(WRITTEN INSTRUCTION)
Can you copy the rows starting with the line that contains "[tag] rocky island: a pin per instance" and going on through the line that contains "(1071, 648)", both ends included?

◆ ◆ ◆ ◆ ◆ ◆ ◆

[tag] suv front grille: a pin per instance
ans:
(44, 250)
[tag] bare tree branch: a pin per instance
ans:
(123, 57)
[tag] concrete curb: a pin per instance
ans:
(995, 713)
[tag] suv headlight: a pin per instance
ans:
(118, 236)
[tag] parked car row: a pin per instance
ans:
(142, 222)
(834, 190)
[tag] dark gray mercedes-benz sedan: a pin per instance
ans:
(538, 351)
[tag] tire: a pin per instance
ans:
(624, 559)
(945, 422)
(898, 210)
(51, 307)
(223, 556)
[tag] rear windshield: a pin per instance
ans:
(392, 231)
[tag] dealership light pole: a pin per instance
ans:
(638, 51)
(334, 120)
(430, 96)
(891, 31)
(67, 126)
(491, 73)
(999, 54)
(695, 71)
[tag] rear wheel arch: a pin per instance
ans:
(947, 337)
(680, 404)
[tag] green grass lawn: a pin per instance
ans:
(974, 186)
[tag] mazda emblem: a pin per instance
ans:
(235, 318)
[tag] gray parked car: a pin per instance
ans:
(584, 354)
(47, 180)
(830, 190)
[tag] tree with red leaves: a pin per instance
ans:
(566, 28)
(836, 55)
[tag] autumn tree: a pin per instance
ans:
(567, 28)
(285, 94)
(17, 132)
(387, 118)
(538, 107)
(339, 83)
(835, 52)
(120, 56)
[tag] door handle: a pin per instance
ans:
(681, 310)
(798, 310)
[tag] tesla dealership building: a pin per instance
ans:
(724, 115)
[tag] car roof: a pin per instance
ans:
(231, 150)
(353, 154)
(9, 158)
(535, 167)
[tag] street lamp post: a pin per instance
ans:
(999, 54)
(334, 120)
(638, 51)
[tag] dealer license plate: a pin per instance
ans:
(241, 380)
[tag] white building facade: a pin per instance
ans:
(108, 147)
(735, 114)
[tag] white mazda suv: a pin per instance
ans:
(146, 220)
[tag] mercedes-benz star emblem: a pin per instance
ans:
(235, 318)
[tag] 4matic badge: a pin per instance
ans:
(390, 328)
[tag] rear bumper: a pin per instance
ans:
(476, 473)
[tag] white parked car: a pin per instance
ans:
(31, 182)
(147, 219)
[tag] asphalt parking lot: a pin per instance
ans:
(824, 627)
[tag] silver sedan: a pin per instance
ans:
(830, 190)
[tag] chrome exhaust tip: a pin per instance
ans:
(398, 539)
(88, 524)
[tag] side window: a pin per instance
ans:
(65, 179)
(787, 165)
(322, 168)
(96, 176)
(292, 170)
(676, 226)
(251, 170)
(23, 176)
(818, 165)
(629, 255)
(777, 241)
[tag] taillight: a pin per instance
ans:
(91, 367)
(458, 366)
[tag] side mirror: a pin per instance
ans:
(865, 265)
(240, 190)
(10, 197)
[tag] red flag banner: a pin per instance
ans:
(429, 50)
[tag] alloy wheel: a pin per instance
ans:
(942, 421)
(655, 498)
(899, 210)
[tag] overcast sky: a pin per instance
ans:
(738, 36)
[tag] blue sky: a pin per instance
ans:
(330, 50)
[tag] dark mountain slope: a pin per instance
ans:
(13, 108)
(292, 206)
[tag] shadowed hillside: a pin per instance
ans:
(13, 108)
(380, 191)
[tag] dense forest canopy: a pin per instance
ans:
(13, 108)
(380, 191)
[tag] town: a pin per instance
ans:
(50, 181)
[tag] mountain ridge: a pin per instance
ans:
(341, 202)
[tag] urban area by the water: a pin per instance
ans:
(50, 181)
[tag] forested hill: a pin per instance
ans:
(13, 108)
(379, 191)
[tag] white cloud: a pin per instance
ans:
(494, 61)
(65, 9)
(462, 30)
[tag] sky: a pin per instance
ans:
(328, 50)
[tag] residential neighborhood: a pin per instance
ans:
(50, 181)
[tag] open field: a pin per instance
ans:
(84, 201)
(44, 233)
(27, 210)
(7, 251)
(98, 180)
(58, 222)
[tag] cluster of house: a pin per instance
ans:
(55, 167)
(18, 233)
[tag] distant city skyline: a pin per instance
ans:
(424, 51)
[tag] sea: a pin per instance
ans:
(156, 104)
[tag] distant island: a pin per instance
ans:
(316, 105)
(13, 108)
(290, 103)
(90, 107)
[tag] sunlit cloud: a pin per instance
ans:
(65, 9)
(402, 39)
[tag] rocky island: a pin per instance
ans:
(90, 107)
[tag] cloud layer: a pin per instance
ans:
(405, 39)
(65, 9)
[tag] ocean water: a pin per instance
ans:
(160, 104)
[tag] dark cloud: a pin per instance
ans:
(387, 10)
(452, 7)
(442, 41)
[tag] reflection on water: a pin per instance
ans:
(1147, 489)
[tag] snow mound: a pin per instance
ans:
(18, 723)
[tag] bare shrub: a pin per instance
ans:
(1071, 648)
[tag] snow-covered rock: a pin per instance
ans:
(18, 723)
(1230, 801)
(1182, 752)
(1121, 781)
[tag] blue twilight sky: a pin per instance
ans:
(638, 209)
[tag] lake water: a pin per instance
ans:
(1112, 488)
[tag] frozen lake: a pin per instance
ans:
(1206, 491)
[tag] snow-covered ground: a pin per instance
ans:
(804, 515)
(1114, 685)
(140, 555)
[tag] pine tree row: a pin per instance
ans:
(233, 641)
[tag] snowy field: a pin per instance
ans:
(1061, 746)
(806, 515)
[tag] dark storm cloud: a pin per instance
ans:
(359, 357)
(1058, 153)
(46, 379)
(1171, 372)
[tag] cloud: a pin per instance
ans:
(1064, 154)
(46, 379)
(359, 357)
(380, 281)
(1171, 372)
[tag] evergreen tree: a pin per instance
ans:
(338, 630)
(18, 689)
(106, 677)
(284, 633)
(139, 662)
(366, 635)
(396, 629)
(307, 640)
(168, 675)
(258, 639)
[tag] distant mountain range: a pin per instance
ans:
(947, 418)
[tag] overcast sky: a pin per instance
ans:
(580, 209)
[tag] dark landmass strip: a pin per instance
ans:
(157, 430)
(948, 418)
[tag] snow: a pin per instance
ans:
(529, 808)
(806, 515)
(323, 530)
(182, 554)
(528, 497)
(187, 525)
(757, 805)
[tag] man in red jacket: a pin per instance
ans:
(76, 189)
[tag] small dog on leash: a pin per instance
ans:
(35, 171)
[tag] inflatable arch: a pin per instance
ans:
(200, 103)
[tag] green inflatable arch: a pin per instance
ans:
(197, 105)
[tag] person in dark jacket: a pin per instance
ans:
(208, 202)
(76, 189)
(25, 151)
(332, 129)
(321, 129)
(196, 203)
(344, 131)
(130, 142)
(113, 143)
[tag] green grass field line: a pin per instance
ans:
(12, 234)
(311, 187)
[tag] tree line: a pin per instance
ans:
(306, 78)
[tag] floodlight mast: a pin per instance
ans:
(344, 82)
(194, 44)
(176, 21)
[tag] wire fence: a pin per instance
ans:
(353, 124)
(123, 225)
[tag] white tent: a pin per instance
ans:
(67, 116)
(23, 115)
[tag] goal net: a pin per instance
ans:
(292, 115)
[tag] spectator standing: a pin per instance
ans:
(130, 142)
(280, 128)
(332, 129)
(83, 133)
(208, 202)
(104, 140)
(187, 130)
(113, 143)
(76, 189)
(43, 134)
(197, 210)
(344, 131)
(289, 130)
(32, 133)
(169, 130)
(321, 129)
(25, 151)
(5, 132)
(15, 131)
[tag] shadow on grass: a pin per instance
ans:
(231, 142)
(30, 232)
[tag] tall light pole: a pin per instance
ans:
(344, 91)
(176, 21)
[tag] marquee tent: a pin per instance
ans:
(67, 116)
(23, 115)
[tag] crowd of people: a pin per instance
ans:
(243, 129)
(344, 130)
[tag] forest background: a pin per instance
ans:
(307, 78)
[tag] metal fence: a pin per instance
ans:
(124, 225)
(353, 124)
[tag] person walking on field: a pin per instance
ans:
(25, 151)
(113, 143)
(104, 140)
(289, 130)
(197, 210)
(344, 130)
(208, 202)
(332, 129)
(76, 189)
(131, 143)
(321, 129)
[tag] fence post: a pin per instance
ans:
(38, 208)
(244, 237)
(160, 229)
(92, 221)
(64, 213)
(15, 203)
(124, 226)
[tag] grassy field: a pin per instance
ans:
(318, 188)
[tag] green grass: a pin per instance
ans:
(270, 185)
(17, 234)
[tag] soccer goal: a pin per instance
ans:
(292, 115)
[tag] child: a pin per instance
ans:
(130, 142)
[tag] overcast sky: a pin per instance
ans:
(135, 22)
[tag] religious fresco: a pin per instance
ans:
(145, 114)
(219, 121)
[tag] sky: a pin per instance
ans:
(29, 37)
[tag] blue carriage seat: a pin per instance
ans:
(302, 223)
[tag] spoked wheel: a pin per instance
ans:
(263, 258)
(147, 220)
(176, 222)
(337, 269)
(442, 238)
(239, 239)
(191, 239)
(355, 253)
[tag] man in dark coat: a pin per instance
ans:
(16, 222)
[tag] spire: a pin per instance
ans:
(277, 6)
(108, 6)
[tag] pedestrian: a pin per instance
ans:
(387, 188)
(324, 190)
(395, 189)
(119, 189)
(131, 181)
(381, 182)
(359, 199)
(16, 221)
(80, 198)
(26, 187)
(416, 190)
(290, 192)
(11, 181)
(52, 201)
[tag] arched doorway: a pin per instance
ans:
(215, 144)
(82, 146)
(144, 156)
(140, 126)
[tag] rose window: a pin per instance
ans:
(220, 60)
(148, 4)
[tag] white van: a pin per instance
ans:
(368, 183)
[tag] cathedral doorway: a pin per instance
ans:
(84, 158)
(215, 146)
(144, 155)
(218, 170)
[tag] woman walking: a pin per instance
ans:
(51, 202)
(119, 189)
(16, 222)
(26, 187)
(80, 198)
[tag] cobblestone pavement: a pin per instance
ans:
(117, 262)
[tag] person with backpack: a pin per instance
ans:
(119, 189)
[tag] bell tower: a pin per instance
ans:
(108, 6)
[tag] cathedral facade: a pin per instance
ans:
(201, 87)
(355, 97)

◆ ◆ ◆ ◆ ◆ ◆ ◆

(TASK RESULT)
[tag] rocky island: a pin per instance
ans:
(90, 107)
[tag] cloud layer: a pin per instance
ans:
(405, 39)
(65, 9)
[tag] ocean water: a pin per instance
ans:
(160, 104)
[tag] dark cloud: a pin per instance
ans:
(387, 10)
(452, 7)
(442, 41)
[tag] reflection on water: a pin per instance
ans:
(1147, 489)
[tag] snow mound: a pin per instance
ans:
(18, 723)
[tag] bare shrub: a pin per instance
ans:
(1071, 648)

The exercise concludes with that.